— BEGIN Data section —
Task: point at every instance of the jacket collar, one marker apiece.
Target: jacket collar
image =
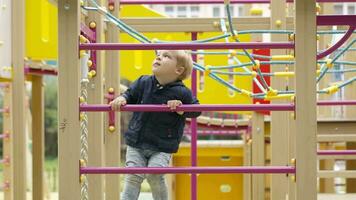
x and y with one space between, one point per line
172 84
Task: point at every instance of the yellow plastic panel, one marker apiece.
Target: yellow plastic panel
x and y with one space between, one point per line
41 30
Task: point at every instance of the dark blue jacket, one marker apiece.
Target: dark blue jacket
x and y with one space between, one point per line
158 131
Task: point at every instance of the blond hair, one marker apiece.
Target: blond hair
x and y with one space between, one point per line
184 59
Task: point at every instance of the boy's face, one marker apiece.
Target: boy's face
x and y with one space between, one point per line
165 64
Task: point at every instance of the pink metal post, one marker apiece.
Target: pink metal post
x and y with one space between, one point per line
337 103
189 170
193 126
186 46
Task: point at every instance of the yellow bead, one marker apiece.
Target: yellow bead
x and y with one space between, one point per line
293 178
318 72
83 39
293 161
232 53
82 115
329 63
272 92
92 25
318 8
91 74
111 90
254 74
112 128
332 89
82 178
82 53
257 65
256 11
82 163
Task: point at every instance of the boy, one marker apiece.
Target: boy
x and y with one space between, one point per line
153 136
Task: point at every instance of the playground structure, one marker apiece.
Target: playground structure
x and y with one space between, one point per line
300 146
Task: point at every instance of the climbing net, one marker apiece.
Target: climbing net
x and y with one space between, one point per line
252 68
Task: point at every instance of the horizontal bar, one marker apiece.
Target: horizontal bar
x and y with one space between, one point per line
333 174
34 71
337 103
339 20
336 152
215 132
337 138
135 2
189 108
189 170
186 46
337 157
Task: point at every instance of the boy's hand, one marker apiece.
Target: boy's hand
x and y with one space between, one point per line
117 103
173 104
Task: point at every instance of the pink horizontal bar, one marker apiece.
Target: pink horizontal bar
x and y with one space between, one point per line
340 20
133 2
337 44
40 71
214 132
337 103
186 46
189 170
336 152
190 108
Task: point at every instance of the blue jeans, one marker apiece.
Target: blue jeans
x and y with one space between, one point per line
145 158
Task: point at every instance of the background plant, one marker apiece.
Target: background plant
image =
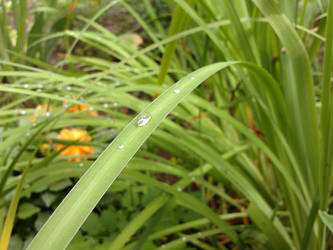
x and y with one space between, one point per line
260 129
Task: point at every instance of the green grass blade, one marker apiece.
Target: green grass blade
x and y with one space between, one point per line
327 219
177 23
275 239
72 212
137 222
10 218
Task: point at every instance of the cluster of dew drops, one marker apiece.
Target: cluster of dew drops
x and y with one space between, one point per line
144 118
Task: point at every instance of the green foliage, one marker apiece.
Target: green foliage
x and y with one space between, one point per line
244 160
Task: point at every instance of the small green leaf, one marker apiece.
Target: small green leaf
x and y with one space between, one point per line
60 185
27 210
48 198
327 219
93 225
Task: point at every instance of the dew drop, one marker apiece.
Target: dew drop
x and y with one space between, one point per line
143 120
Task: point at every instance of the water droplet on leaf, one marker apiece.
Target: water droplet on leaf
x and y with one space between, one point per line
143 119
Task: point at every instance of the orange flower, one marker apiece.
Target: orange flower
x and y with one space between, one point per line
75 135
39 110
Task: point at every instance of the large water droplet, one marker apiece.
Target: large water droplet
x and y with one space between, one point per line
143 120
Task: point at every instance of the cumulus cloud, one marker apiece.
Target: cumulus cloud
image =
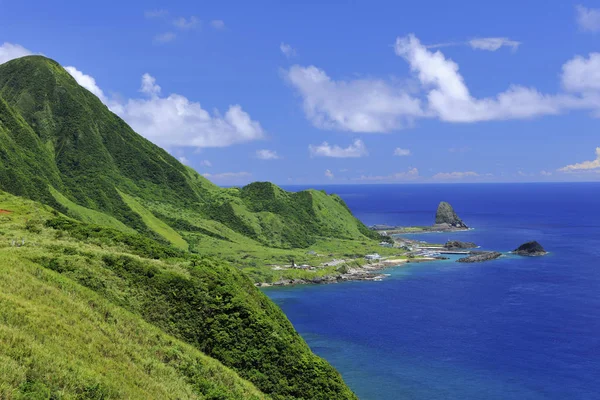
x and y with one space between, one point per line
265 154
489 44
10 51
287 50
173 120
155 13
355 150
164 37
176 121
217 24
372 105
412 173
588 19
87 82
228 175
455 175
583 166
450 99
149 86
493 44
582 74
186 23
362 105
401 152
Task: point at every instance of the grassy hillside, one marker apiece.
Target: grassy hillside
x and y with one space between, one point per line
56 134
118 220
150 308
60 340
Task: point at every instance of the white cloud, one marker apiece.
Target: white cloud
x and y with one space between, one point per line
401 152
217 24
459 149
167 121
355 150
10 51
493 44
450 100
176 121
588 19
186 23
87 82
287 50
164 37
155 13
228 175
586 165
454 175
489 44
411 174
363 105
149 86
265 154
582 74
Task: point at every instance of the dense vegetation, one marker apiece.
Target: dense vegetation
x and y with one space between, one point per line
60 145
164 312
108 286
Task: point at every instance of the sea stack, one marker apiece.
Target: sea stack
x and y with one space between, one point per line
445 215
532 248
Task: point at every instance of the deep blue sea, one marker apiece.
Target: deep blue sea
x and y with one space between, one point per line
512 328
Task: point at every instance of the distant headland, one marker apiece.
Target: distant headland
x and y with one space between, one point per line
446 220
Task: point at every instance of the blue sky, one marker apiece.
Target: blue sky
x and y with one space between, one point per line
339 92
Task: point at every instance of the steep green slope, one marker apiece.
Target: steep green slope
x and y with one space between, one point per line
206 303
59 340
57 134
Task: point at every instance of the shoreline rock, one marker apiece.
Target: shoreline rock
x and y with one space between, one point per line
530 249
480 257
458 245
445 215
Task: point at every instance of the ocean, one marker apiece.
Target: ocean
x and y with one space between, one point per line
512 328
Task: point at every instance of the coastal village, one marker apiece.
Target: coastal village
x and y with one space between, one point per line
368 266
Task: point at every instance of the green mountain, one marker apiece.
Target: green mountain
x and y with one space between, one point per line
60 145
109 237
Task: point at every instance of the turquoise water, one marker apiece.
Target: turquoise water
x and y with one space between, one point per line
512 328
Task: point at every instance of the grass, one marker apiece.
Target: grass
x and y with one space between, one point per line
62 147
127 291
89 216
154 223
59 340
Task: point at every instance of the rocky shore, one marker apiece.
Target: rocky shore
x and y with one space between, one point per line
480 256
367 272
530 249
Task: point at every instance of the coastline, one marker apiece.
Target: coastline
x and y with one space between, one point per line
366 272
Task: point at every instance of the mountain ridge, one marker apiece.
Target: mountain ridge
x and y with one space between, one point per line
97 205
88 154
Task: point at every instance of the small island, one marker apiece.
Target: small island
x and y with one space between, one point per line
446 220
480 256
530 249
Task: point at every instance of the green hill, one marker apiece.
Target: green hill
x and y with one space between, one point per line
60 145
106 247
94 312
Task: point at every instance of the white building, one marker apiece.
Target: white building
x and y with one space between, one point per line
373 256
— END Data section —
• Task requirements
Turn every line of all the items into a JSON list of strings, one string per line, with blank lines omitted. Leave the pictures out.

• Response
[
  "Task: point at every instance of the jacket collar, one marker apiece.",
  "Target: jacket collar",
  "image =",
  "x and y with one space between, one point per line",
  "172 84",
  "Task: point at every instance of the yellow plastic panel, one marker apiece.",
  "Target: yellow plastic panel",
  "x and y with one space between, one point per line",
  "41 30",
  "Task: point at every instance of the dark blue jacket, one marker apiece.",
  "Target: dark blue jacket",
  "x and y with one space between, one point per line",
  "158 131",
  "Task: point at every instance of the blond hair, one marker apiece.",
  "Target: blond hair",
  "x and y with one space between, one point per line",
  "184 59",
  "Task: point at every instance of the boy's face, one marker apiece.",
  "Target: boy's face",
  "x and y with one space between, one point per line",
  "165 64",
  "Task: point at every instance of the pink metal post, one marker apiece.",
  "Target: pink metal post",
  "x and y with one space between, one point per line",
  "337 103",
  "189 170",
  "193 126",
  "186 46",
  "Task: point at every instance of the yellow bead, one marker apiece.",
  "Target: yellow bead",
  "x and y with one space between, one point per line",
  "293 178",
  "318 72",
  "83 39",
  "293 161",
  "232 53",
  "82 115",
  "329 63",
  "272 92",
  "92 25",
  "318 8",
  "91 74",
  "111 90",
  "254 74",
  "112 128",
  "332 89",
  "82 178",
  "82 53",
  "257 65",
  "256 11",
  "82 163",
  "Task: point at every instance of the boy, one marker apiece.",
  "Target: boy",
  "x and y with one space between, one point per line",
  "153 136",
  "Task: point at every instance of the playground structure, one marker apiece.",
  "Target: playground structure",
  "x and y with one space between, one point per line",
  "300 146",
  "Task: point at every instance of the climbing net, one marker apiece.",
  "Target: climbing net",
  "x and y with one space between, one point per line",
  "252 68",
  "Task: point at every instance of the horizontal bar, one marker apiece.",
  "Target: horizontal bar",
  "x and y with one space between, one point per line",
  "333 174",
  "34 71",
  "337 103",
  "339 20",
  "336 152",
  "215 132",
  "337 138",
  "135 2",
  "189 108",
  "189 170",
  "186 46",
  "337 157",
  "Task: point at every instance of the boy's hand, one marker apiece.",
  "Target: boy's hand",
  "x and y with one space between, one point per line",
  "117 103",
  "173 104",
  "Task: point at every instance of the pink horizontal bar, one marker apiece.",
  "Target: pink horizontal bar",
  "x and y with one space between, one point per line",
  "340 20",
  "133 2",
  "337 44",
  "40 71",
  "214 132",
  "337 103",
  "186 46",
  "189 170",
  "336 152",
  "190 108",
  "Task: point at every instance of the blue jeans, one marker apiece.",
  "Target: blue jeans",
  "x and y with one space between, one point per line",
  "145 158",
  "Task: point at every instance of the background plant, one marker apiece.",
  "Target: background plant",
  "image =",
  "x and y with one space between, one point per line",
  "260 129",
  "Task: point at every instance of the green grass blade, one marker apiece.",
  "Target: green grass blade",
  "x and y with one space between, one point per line",
  "327 219",
  "177 23",
  "275 239",
  "72 212",
  "137 222",
  "10 218",
  "Task: point at every instance of the cluster of dew drops, one marker apiece.",
  "Target: cluster of dew drops",
  "x and y with one space between, one point per line",
  "144 118",
  "Task: point at every instance of the green foliage, one marker apiece.",
  "Target: green foliage",
  "x and y with one space between, one point per line",
  "244 160",
  "Task: point at every instance of the small green leaf, one marker apiece.",
  "Target: small green leaf",
  "x and y with one space between, one point per line",
  "60 185",
  "27 210",
  "48 198",
  "327 219",
  "93 225",
  "Task: point at every instance of the dew drop, one marker apiece.",
  "Target: dew drop",
  "x and y with one space between, one point per line",
  "143 120",
  "Task: point at every instance of the water droplet on leaf, one marker apiece.",
  "Target: water droplet on leaf",
  "x and y with one space between, one point per line",
  "143 119",
  "Task: point at every instance of the orange flower, one marker apiece.",
  "Target: orange flower",
  "x and y with one space between, one point per line",
  "75 135",
  "39 110",
  "Task: point at every instance of the large water droplet, one marker apiece.",
  "Target: large water droplet",
  "x and y with one space between, one point per line",
  "143 120",
  "Task: point at every instance of the cumulus cloud, one marker apiece.",
  "Target: cumulus cloud",
  "image =",
  "x and y with one space between, one point per line",
  "265 154",
  "489 44",
  "10 51",
  "287 50",
  "173 120",
  "155 13",
  "355 150",
  "164 37",
  "176 121",
  "217 24",
  "372 105",
  "412 173",
  "588 19",
  "87 82",
  "228 175",
  "455 175",
  "583 166",
  "450 99",
  "149 86",
  "493 44",
  "582 74",
  "186 23",
  "362 105",
  "401 152",
  "Task: point at every instance of the grassy hillside, one marker apiece.",
  "Target: grassy hillside",
  "x and y with one space between, one point per line",
  "56 134",
  "118 220",
  "150 308",
  "60 340",
  "Task: point at every instance of the white cloud, one marker apiece.",
  "Target: white cloud",
  "x and y with one space between, one point per line",
  "401 152",
  "217 24",
  "459 149",
  "167 121",
  "355 150",
  "10 51",
  "493 44",
  "450 100",
  "176 121",
  "588 19",
  "186 23",
  "87 82",
  "287 50",
  "164 37",
  "155 13",
  "228 175",
  "586 165",
  "454 175",
  "489 44",
  "411 174",
  "363 105",
  "149 86",
  "265 154",
  "582 74",
  "Task: point at every instance of the dense vegetation, one marker apiece.",
  "Target: dense vegetation",
  "x and y with one space between, one point per line",
  "60 145",
  "164 312",
  "108 286",
  "Task: point at every instance of the sea stack, one marker apiece.",
  "Target: sea stack",
  "x and y with one space between, one point per line",
  "445 215",
  "532 248",
  "Task: point at every instance of the deep blue sea, one marker apiece.",
  "Target: deep blue sea",
  "x and y with one space between, one point per line",
  "512 328",
  "Task: point at every instance of the distant headland, one marker apiece.",
  "Target: distant headland",
  "x and y with one space between, one point per line",
  "446 220",
  "Task: point at every instance of the blue sky, one marker apiece.",
  "Target: blue sky",
  "x and y with one space between, one point per line",
  "339 92",
  "Task: point at every instance of the steep green slope, one marker apiece.",
  "Target: steep green slope",
  "x and y with one space between, one point per line",
  "206 303",
  "59 340",
  "57 134",
  "Task: point at every instance of the shoreline rock, one marker apiece.",
  "Target: shoreline rock",
  "x and y with one space between, one point per line",
  "530 249",
  "480 257",
  "458 245",
  "445 215",
  "Task: point at every instance of the ocean, one marker apiece.",
  "Target: ocean",
  "x and y with one space between, one point per line",
  "512 328",
  "Task: point at every instance of the coastal village, one marker apiece.",
  "Target: coastal village",
  "x and y with one space between, one point per line",
  "368 266",
  "Task: point at every instance of the green mountain, one marker apiece.",
  "Target: green mountain",
  "x and y with one space between, one point per line",
  "60 145",
  "109 237",
  "Task: point at every instance of the turquoise water, one marker apiece.",
  "Target: turquoise water",
  "x and y with one space between, one point per line",
  "512 328",
  "Task: point at every instance of the grass, one marker apiece.",
  "Target: grass",
  "x and y with one space between, one point per line",
  "62 147",
  "127 291",
  "89 216",
  "154 223",
  "59 340",
  "Task: point at every instance of the rocky shore, one marker apiece.",
  "Target: rocky shore",
  "x and y with one space between, one point per line",
  "480 256",
  "367 272",
  "530 249",
  "Task: point at every instance of the coastline, one marker apiece.",
  "Target: coastline",
  "x and y with one space between, one point per line",
  "366 272",
  "Task: point at every instance of the mountain ridge, one marker apiece.",
  "Target: mountain ridge",
  "x and y with one space between, one point per line",
  "97 205",
  "88 154",
  "Task: point at every instance of the small island, one marker apiece.",
  "Target: small island",
  "x and y with one space between, one point per line",
  "446 220",
  "480 256",
  "530 249",
  "Task: point at every instance of the green hill, one marker apiece.",
  "Target: green hill",
  "x and y with one space between, one point per line",
  "60 145",
  "106 247",
  "94 312",
  "Task: point at every instance of the white building, one marker apiece.",
  "Target: white building",
  "x and y with one space between, one point per line",
  "373 256"
]